▶ **Attività richieste**:
• a. Secondo il brano sulla wilderness, a che cosa reagisce l'idea di wilderness al suo nascere?
• b. Queste affermazioni concordano con il brano sulla wilderness? (i) L'idea di territori da cui l'uomo debba essere escluso ha portato alla realizzazione dei Parchi naturali americani. (ii) Il material ecocriticism accoglie senza riserve il concetto di wilderness. (iii) Il locus amoenus è fatto di una natura selvaggia e incontaminata. Per ciascuna rispondi sì o no e cita alla lettera le parole decisive.
• c. Quali esempi del passaggio del locus amoenus nelle letterature romanze cita il brano sulla wilderness? Elencali tutti.

▶ **Brano di partenza**:

########

Interessante da mettere a fuoco con gli studenti è il concetto di wilderness (la natura selvaggia), tipico della cultura americana. Prodotto a metà 800 dalle esperienze poetiche e letterarie di Foglie d’erba di Emerson e Walden ovvero Vita nei boschi di Thoreau, e frutto dell'immaginario romantico, che applica al paesaggio la poetica del bello e del sublime, l'idea di wilderness nasce come reazione all’utilitarismo mercantile, e parla di contatto rigenerativo con una natura ritenuta selvaggia, originaria e incontaminata. Da qui l'idea di territori da cui l'uomo debba essere escluso per preservarne la purezza (idea che ha portato alla realizzazione dei Parchi naturali americani). Una delle differenze del material ecocriticism, rispetto all'ecocriticism, è proprio la critica al concetto di wilderness, considerato anch'esso un paesaggio ideologizzato, anch'esso artificiale e frutto dell'intervento umano.
Nella tradizione europea abbiamo a che fare con altre, antiche concettualizzazioni ambientali. Il locus amoenus è fatto di una natura idealizzata e stilizzata, e da Teocrito a Virgilio passa nelle letterature romanze (Roman de la rose, paradiso terrestre di Dante, il giardino delle delizie manierista e barocco). Si tratta di un “catalogo di epifanie sensibili e allegoriche” (Scaffai), che ha Il suo negativo nel locus horridus.

########

▶ **Materiale raccolto**:
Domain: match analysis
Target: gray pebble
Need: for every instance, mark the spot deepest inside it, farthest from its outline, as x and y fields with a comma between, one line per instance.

########

▶ **Risposte in ordine**:
• a. All'utilitarismo mercantile.

• b.
(i) Sì: "idea che ha portato alla realizzazione dei Parchi naturali americani".
(ii) No: "Una delle differenze del material ecocriticism, rispetto all'ecocriticism, è proprio la critica al concetto di wilderness".
(iii) No: "Il locus amoenus è fatto di una natura idealizzata e stilizzata".

• c.
- Roman de la rose
- paradiso terrestre di Dante
- il giardino delle delizie manierista e barocco